Contour labeling records:
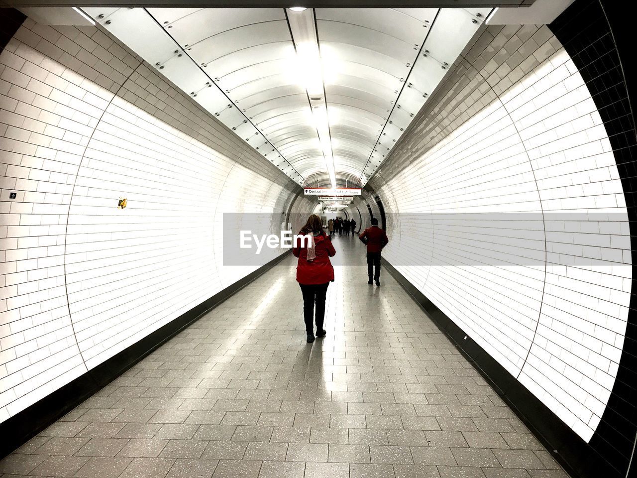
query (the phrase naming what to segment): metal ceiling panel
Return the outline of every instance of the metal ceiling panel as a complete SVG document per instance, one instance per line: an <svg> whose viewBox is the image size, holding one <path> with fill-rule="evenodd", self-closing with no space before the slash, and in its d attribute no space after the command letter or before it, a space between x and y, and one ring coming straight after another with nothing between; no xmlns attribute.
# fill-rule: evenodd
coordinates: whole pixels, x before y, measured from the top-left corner
<svg viewBox="0 0 637 478"><path fill-rule="evenodd" d="M306 185L330 182L313 106L324 105L337 182L363 185L490 11L318 8L290 24L282 8L86 10ZM316 27L320 94L306 90L313 67L291 34L299 25Z"/></svg>

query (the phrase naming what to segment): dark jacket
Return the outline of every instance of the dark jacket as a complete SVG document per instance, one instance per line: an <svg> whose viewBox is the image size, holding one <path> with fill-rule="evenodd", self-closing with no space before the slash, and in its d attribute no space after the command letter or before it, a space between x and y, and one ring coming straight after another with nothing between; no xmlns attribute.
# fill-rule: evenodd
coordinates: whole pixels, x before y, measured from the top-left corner
<svg viewBox="0 0 637 478"><path fill-rule="evenodd" d="M368 252L380 252L389 242L387 235L378 226L368 228L359 238L367 245Z"/></svg>
<svg viewBox="0 0 637 478"><path fill-rule="evenodd" d="M301 231L299 235L304 235ZM297 240L292 249L295 257L299 258L296 266L296 281L304 285L326 284L334 280L334 267L329 258L336 254L332 240L325 233L321 233L314 238L316 258L308 261L308 248L297 247L300 241Z"/></svg>

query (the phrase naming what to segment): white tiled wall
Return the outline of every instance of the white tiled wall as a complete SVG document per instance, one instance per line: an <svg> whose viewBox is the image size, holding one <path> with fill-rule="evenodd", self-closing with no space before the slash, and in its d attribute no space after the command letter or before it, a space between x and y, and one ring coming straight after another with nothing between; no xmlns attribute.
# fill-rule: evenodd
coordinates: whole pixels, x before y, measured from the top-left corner
<svg viewBox="0 0 637 478"><path fill-rule="evenodd" d="M398 213L383 255L588 440L614 382L631 279L605 126L545 26L489 27L452 70L370 182ZM457 215L525 212L545 220L494 230Z"/></svg>
<svg viewBox="0 0 637 478"><path fill-rule="evenodd" d="M94 27L27 20L0 108L3 421L257 268L223 266L223 213L299 190Z"/></svg>

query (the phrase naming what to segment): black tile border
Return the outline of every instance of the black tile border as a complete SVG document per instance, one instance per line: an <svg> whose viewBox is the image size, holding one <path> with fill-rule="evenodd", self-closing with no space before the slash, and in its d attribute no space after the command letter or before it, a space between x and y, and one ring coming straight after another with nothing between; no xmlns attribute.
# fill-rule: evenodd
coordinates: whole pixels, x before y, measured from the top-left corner
<svg viewBox="0 0 637 478"><path fill-rule="evenodd" d="M384 257L383 266L572 477L624 478Z"/></svg>
<svg viewBox="0 0 637 478"><path fill-rule="evenodd" d="M630 224L633 283L624 347L613 389L589 442L605 457L607 467L622 477L629 472L637 435L637 77L633 23L622 2L576 0L548 25L579 70L606 127ZM633 463L633 472L636 467Z"/></svg>
<svg viewBox="0 0 637 478"><path fill-rule="evenodd" d="M61 418L204 314L276 265L291 252L291 249L283 252L139 342L0 423L0 437L3 437L0 440L0 458Z"/></svg>
<svg viewBox="0 0 637 478"><path fill-rule="evenodd" d="M0 8L0 53L26 19L27 16L19 10Z"/></svg>

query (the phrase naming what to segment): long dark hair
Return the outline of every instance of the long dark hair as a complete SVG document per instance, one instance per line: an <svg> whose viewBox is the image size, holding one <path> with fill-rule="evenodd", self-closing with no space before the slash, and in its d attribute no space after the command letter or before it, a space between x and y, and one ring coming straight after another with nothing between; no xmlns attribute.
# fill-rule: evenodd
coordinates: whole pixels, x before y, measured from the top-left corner
<svg viewBox="0 0 637 478"><path fill-rule="evenodd" d="M312 214L308 218L308 222L301 229L301 232L304 234L309 233L322 233L323 221L316 214Z"/></svg>

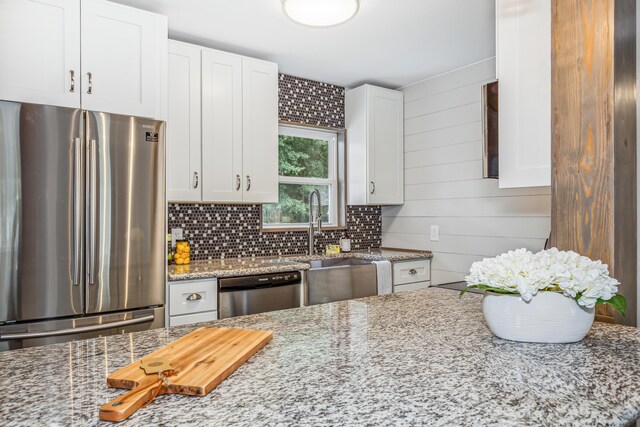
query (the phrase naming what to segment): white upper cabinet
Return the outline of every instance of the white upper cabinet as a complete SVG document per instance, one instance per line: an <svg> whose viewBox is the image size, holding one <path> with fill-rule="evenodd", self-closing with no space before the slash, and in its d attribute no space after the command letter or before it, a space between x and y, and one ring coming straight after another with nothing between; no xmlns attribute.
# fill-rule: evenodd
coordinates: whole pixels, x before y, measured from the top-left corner
<svg viewBox="0 0 640 427"><path fill-rule="evenodd" d="M278 66L242 59L244 201L278 202Z"/></svg>
<svg viewBox="0 0 640 427"><path fill-rule="evenodd" d="M168 199L277 202L278 66L173 41L170 53ZM196 91L202 106L197 114L195 104L187 105ZM185 135L196 135L197 126L201 140L187 140Z"/></svg>
<svg viewBox="0 0 640 427"><path fill-rule="evenodd" d="M202 51L202 200L242 202L242 57Z"/></svg>
<svg viewBox="0 0 640 427"><path fill-rule="evenodd" d="M162 118L166 17L103 0L82 2L82 106Z"/></svg>
<svg viewBox="0 0 640 427"><path fill-rule="evenodd" d="M0 99L166 118L166 17L103 0L2 0L0 57Z"/></svg>
<svg viewBox="0 0 640 427"><path fill-rule="evenodd" d="M200 49L169 43L167 200L200 200Z"/></svg>
<svg viewBox="0 0 640 427"><path fill-rule="evenodd" d="M350 205L404 203L402 92L363 85L345 96Z"/></svg>
<svg viewBox="0 0 640 427"><path fill-rule="evenodd" d="M0 99L80 106L80 1L0 1Z"/></svg>
<svg viewBox="0 0 640 427"><path fill-rule="evenodd" d="M551 0L497 0L500 188L551 185Z"/></svg>

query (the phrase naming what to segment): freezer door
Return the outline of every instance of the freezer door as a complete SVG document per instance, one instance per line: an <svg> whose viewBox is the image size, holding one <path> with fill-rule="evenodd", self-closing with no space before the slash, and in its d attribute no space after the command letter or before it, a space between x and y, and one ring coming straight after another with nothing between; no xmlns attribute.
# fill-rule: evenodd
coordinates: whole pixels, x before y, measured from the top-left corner
<svg viewBox="0 0 640 427"><path fill-rule="evenodd" d="M0 102L0 322L83 311L82 112Z"/></svg>
<svg viewBox="0 0 640 427"><path fill-rule="evenodd" d="M164 122L85 112L87 313L164 304Z"/></svg>

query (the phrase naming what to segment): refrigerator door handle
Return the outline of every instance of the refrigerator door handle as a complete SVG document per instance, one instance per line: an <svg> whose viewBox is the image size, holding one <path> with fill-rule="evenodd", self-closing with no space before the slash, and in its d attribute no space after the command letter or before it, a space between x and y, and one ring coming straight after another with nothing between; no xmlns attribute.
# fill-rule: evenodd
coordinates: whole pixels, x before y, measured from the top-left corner
<svg viewBox="0 0 640 427"><path fill-rule="evenodd" d="M8 340L26 340L32 338L46 338L57 337L61 335L74 335L84 332L95 332L104 329L119 328L122 326L139 325L140 323L153 322L155 315L149 314L148 316L138 317L137 319L120 320L117 322L103 323L100 325L80 326L77 328L58 329L57 331L42 331L42 332L23 332L0 335L0 341Z"/></svg>
<svg viewBox="0 0 640 427"><path fill-rule="evenodd" d="M73 286L80 285L82 248L82 141L73 139Z"/></svg>
<svg viewBox="0 0 640 427"><path fill-rule="evenodd" d="M95 270L96 270L96 204L97 204L97 158L96 158L96 145L95 139L89 140L89 213L87 222L89 223L89 232L87 233L87 245L89 248L89 285L95 284Z"/></svg>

» **GOAL**:
Repeat every line of the records above verbatim, omitting the pictures.

» **OUTPUT**:
query (the phrase naming what to segment): metal ceiling panel
Return the outline of every instance of the metal ceiling panel as a complete SVG document per instance, one instance per line: an <svg> whose viewBox is the image size, holding one <path> with fill-rule="evenodd", self-closing with no space before the slash, and in its d attribute no space after the command letter or before it, a space between x and y, and one ring coming straight after another with nothing between; no xmlns attribute.
# fill-rule: evenodd
coordinates: whole pixels, x before y, measured from the top-left corner
<svg viewBox="0 0 637 478"><path fill-rule="evenodd" d="M306 185L330 182L313 106L324 105L337 182L363 185L490 11L318 8L290 24L282 8L86 10ZM316 27L320 94L306 90L313 67L291 34L299 25Z"/></svg>

query (the phrase naming what to segment): dark jacket
Return the outline of every instance of the dark jacket as a complete SVG document per instance, one instance per line: an <svg> whose viewBox is the image size, holding one <path> with fill-rule="evenodd", self-closing with no space before the slash, and in its d attribute no space after the command letter or before it, a space between x and y, and one ring coming straight after another with nothing between; no xmlns attribute.
# fill-rule: evenodd
coordinates: whole pixels, x before y, measured from the top-left corner
<svg viewBox="0 0 637 478"><path fill-rule="evenodd" d="M368 252L380 252L389 242L387 235L378 226L368 228L359 238L367 245Z"/></svg>
<svg viewBox="0 0 637 478"><path fill-rule="evenodd" d="M301 231L299 235L304 235ZM297 240L292 249L295 257L299 258L296 266L296 281L304 285L326 284L334 280L334 267L329 258L336 254L332 240L325 233L321 233L314 238L316 258L308 261L308 248L297 247L300 241Z"/></svg>

query (the phrase naming what to segment): white tiled wall
Return the outline of every instance of the white tiled wall as a complete SVG document per instance, one instance per line: an <svg> whose viewBox is the image size, holding one <path> with fill-rule="evenodd", self-closing with no space before the slash, and in its d attribute no space after the command letter or before it, a space between x and y, and one ring coming straight after another with nothing between; no xmlns attribute.
# fill-rule: evenodd
coordinates: whole pixels, x before y, measured from the top-left corner
<svg viewBox="0 0 637 478"><path fill-rule="evenodd" d="M398 213L383 255L588 440L614 382L631 279L605 126L545 26L489 27L452 70L370 182ZM457 215L525 212L545 220L494 230Z"/></svg>
<svg viewBox="0 0 637 478"><path fill-rule="evenodd" d="M94 27L27 20L0 108L3 421L257 268L223 266L223 213L299 190Z"/></svg>

query (the phrase naming what to segment): black tile border
Return the outline of every instance of the black tile border as a complete SVG document per instance, one instance per line: an <svg> whose viewBox is the image size, holding one <path> with fill-rule="evenodd", self-closing with no space before the slash, and in its d attribute no space after the command letter or before it, a space between x and y, and one ring coming straight after another with nothing between; no xmlns attribute.
# fill-rule: evenodd
coordinates: whole pixels, x before y, measured from the top-left corner
<svg viewBox="0 0 637 478"><path fill-rule="evenodd" d="M384 257L383 266L572 477L624 478Z"/></svg>
<svg viewBox="0 0 637 478"><path fill-rule="evenodd" d="M630 224L633 283L624 347L613 389L589 442L605 457L607 467L622 477L629 472L637 435L637 77L633 23L622 2L576 0L548 25L579 70L606 127ZM633 463L633 472L636 467Z"/></svg>
<svg viewBox="0 0 637 478"><path fill-rule="evenodd" d="M61 418L204 314L276 265L291 252L291 249L283 252L139 342L0 423L0 437L3 437L0 440L0 458Z"/></svg>
<svg viewBox="0 0 637 478"><path fill-rule="evenodd" d="M0 8L0 53L26 19L27 16L19 10Z"/></svg>

query (the phrase naming what to segment): long dark hair
Return the outline of every instance of the long dark hair as a complete SVG document per instance, one instance per line: an <svg> whose viewBox is the image size, holding one <path> with fill-rule="evenodd", self-closing with no space before the slash, and in its d attribute no space after the command letter or before it, a space between x and y, and one ring coming straight after another with nothing between; no xmlns attribute.
# fill-rule: evenodd
coordinates: whole pixels, x before y, measured from the top-left corner
<svg viewBox="0 0 637 478"><path fill-rule="evenodd" d="M312 214L308 218L308 222L301 229L301 232L304 234L309 233L322 233L323 221L316 214Z"/></svg>

query (the phrase naming what to segment): white upper cabinet
Return the outline of every instance of the white upper cabinet as a complete SVG document per instance, one instance per line: an <svg> whose viewBox is the image size, holding one <path> with fill-rule="evenodd", self-closing with no space before the slash, and in its d attribute no space after the command letter or before it, a space between x and y, and one ring coming straight after another with nothing between; no xmlns attribute.
# fill-rule: evenodd
coordinates: whole pixels, x before y, measured from the top-left corner
<svg viewBox="0 0 640 427"><path fill-rule="evenodd" d="M278 66L242 59L244 201L278 202Z"/></svg>
<svg viewBox="0 0 640 427"><path fill-rule="evenodd" d="M168 199L277 202L278 66L173 41L170 53ZM196 91L202 106L197 114L195 104L187 105ZM185 135L196 135L197 126L201 140L187 140Z"/></svg>
<svg viewBox="0 0 640 427"><path fill-rule="evenodd" d="M202 51L202 200L242 202L242 57Z"/></svg>
<svg viewBox="0 0 640 427"><path fill-rule="evenodd" d="M162 118L166 17L103 0L82 2L82 106Z"/></svg>
<svg viewBox="0 0 640 427"><path fill-rule="evenodd" d="M0 99L166 118L166 17L103 0L2 0L0 57Z"/></svg>
<svg viewBox="0 0 640 427"><path fill-rule="evenodd" d="M200 49L169 43L167 200L200 200Z"/></svg>
<svg viewBox="0 0 640 427"><path fill-rule="evenodd" d="M350 205L404 203L402 92L363 85L345 96Z"/></svg>
<svg viewBox="0 0 640 427"><path fill-rule="evenodd" d="M0 99L80 106L80 1L0 1Z"/></svg>
<svg viewBox="0 0 640 427"><path fill-rule="evenodd" d="M551 0L497 0L500 188L551 185Z"/></svg>

query (the phrase naming what to segment): freezer door
Return the outline of every instance of the freezer door as a complete SVG document per instance, one instance per line: an <svg> whose viewBox is the image size, holding one <path> with fill-rule="evenodd", self-closing with no space before the slash, and in its d attribute no space after the command letter or before it, a space between x and y, and one ring coming straight after another with nothing between; no xmlns attribute.
# fill-rule: evenodd
coordinates: whole pixels, x before y, measured from the top-left corner
<svg viewBox="0 0 640 427"><path fill-rule="evenodd" d="M0 102L0 322L83 311L82 112Z"/></svg>
<svg viewBox="0 0 640 427"><path fill-rule="evenodd" d="M164 122L85 112L87 313L164 304Z"/></svg>

query (the phrase naming what to segment): refrigerator door handle
Return the outline of every instance of the refrigerator door handle as a complete SVG document per instance, one instance per line: an <svg> whose viewBox is the image size, holding one <path> with fill-rule="evenodd", self-closing with no space before the slash, and in its d attribute no space after the command letter or before it, a space between x and y, and one ring coming straight after another with nothing between; no xmlns attribute.
# fill-rule: evenodd
coordinates: whole pixels, x before y, measured from the top-left corner
<svg viewBox="0 0 640 427"><path fill-rule="evenodd" d="M8 340L26 340L32 338L46 338L57 337L61 335L74 335L84 332L95 332L104 329L119 328L122 326L139 325L140 323L153 322L155 315L149 314L148 316L138 317L137 319L120 320L117 322L103 323L100 325L80 326L77 328L58 329L57 331L42 331L42 332L23 332L0 335L0 341Z"/></svg>
<svg viewBox="0 0 640 427"><path fill-rule="evenodd" d="M73 286L80 285L82 248L82 141L73 139Z"/></svg>
<svg viewBox="0 0 640 427"><path fill-rule="evenodd" d="M95 270L96 270L96 204L97 204L97 158L96 158L96 145L95 139L89 140L89 213L87 222L89 223L89 232L87 233L87 245L89 248L89 285L95 284Z"/></svg>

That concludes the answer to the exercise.